YOUR OBJECTIVE: Copy the entries from their first line through the line containing "positive clicks: (7, 89) (16, 59)", keeping every character unchanged.

(EXTRACTED DATA begins)

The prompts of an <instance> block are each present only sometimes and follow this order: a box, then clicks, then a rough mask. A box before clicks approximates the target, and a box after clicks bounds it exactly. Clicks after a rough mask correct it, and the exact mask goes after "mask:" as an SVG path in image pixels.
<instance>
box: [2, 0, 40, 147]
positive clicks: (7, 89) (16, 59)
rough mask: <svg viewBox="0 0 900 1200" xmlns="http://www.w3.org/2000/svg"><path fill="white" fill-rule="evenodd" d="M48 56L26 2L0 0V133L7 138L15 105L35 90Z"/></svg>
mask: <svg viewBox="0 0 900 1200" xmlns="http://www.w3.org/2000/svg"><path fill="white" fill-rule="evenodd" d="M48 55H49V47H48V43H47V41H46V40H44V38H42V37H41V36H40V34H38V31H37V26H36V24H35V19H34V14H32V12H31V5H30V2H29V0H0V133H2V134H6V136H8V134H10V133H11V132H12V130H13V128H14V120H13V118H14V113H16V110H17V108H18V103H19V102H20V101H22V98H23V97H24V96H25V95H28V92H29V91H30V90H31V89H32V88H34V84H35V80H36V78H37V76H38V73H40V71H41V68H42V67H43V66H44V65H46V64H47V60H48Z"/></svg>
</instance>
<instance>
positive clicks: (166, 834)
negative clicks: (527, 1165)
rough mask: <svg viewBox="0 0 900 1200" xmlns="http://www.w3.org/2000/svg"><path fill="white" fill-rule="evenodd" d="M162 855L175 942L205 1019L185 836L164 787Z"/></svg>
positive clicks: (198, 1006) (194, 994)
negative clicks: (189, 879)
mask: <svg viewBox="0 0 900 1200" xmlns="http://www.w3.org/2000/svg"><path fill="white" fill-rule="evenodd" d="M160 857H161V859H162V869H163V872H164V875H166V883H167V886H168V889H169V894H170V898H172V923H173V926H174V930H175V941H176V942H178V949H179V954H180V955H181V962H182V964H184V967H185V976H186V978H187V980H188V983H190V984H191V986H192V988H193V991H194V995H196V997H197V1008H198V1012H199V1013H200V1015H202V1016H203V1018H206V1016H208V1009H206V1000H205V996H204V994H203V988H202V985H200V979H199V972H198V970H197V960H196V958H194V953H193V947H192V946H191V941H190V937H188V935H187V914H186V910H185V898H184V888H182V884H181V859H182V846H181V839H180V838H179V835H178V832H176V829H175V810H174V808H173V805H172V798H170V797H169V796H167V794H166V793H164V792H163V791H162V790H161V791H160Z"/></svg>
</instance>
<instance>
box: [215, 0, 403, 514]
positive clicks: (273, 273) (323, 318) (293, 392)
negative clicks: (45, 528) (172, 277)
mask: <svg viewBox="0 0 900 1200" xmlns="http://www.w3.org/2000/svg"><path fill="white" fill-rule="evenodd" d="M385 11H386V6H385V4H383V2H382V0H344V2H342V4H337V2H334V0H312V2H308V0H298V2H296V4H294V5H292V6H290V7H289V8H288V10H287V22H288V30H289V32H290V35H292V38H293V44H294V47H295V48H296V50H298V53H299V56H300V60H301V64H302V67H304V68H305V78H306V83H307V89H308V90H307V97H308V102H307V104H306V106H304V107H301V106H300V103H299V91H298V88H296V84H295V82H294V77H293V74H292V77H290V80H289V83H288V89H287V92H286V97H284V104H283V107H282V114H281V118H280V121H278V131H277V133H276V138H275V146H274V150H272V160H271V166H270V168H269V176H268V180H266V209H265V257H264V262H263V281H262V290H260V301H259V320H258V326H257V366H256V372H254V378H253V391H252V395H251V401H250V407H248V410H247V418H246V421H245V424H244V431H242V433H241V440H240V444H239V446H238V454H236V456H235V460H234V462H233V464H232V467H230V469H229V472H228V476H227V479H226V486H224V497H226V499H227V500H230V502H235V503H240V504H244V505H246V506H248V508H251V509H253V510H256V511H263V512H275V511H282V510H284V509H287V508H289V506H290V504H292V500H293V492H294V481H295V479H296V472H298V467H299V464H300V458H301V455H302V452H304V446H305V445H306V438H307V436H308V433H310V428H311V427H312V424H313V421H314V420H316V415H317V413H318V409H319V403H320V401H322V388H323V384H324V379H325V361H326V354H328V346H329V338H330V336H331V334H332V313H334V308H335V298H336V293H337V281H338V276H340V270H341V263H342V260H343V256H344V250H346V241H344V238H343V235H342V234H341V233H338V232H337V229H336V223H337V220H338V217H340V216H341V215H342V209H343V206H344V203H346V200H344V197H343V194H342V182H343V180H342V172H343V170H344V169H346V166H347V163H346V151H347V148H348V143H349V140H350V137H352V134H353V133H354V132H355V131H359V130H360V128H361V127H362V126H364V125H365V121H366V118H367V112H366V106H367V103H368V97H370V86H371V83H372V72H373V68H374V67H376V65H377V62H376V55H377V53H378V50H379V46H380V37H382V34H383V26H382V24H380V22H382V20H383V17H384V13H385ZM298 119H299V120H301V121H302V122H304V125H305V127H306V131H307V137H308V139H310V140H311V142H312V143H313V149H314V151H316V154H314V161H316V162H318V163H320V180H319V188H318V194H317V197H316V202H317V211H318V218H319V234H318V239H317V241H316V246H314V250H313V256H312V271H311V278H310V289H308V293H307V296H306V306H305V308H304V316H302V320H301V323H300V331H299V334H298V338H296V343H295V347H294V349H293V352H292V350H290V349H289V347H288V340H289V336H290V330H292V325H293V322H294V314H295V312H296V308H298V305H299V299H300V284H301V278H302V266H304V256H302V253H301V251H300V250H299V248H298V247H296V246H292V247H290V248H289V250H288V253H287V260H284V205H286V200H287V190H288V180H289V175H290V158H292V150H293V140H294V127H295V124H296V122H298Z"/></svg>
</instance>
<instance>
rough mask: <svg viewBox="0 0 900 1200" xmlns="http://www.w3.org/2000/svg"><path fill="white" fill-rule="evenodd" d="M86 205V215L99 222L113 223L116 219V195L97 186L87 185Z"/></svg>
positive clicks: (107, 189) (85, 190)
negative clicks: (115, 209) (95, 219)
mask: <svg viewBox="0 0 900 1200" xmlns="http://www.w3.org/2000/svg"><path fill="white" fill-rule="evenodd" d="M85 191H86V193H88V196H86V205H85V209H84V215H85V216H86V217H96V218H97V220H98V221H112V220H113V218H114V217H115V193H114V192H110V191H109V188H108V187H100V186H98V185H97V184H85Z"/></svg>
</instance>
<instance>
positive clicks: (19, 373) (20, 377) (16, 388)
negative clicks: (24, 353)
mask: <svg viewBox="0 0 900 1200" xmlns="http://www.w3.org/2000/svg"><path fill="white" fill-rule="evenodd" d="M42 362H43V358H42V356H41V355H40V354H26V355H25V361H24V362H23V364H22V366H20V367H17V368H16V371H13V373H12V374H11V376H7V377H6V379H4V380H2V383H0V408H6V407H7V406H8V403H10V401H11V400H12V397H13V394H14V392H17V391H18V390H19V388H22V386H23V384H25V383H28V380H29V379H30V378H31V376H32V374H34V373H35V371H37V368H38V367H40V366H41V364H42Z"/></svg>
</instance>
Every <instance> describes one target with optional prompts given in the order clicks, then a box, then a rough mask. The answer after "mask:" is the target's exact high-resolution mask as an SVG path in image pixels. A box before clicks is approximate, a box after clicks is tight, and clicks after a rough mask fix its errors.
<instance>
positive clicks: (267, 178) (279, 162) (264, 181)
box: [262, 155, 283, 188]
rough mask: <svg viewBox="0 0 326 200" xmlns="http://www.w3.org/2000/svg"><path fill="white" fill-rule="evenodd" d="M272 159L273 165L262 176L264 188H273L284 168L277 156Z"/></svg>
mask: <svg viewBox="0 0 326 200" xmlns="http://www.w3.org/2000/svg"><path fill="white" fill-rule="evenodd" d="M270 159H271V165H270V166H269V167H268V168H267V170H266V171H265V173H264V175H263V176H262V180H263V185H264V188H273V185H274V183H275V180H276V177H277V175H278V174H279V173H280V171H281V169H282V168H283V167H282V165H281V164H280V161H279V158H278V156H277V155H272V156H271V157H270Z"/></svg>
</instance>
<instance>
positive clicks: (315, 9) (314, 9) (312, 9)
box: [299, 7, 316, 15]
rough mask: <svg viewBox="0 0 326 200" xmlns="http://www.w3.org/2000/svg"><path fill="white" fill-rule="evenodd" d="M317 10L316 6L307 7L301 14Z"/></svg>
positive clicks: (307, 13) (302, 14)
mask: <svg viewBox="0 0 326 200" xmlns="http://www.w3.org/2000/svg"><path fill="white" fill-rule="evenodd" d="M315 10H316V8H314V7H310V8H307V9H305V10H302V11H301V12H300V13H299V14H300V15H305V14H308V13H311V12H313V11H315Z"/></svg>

(EXTRACTED DATA ends)

TASK RESULT:
The prompts of an <instance> block are each present only sometimes and follow this order: a box, then clicks, then a rough mask. A box before clicks approximates the target, and a box after clicks bounds it exactly. Clicks after a rough mask correct it, and the exact mask goes after "mask:" as an SVG path in image pixels.
<instance>
box: [2, 0, 40, 147]
positive clicks: (7, 89) (16, 59)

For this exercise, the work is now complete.